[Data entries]

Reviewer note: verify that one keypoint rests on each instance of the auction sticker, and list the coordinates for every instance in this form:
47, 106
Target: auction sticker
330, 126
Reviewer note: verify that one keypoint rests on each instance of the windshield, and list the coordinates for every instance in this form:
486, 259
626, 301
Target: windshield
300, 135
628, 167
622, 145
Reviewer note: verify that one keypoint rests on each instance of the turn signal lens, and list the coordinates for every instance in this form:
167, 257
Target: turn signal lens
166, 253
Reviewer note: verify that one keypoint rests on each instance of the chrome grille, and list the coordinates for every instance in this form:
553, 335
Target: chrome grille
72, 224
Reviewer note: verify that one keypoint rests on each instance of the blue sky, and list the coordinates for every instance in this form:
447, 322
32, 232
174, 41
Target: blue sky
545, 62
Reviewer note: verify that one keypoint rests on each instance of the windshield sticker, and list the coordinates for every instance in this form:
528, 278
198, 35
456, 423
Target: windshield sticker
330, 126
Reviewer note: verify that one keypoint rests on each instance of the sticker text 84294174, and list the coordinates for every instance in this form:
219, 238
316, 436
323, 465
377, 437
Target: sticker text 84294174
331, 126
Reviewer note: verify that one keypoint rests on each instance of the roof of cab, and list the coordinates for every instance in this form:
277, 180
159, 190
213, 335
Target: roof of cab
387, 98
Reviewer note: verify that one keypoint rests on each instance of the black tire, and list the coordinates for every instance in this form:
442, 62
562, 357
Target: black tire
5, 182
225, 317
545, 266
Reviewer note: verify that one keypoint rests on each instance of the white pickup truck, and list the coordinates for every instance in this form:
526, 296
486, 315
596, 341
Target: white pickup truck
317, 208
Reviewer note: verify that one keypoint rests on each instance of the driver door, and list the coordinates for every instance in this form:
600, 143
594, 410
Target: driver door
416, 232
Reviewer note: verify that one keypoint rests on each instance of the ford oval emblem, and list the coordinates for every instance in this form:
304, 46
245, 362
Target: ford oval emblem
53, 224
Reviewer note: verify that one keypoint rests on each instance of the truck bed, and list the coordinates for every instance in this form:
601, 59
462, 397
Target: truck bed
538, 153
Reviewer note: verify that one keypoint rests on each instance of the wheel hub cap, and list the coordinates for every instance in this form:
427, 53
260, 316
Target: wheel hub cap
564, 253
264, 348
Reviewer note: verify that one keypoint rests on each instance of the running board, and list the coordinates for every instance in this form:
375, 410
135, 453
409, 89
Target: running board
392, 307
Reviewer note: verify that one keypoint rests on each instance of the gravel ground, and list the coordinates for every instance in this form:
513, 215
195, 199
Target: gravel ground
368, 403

(ASSIGNMENT): The answer must be the line containing "Target: truck bed" and every line after it to the end of the data, exactly as written.

(RESULT):
Target: truck bed
538, 153
Reviewer note: verify that one keypoint rests on each instance of the wheel hub cap, and list the coordinates for every instance in this form:
427, 53
260, 316
Target: wheel hub cap
564, 253
264, 348
Reviewer note: verify that one keypoint rests on each instance of the running board, and list the coordinates for every instance in this form:
375, 410
135, 453
409, 89
Target: running board
392, 307
Reviewer note: verify that one keypoint rests on each instance of the gravel ground, and list the coordinates for every instance in this form:
513, 215
195, 199
Target: gravel ground
368, 403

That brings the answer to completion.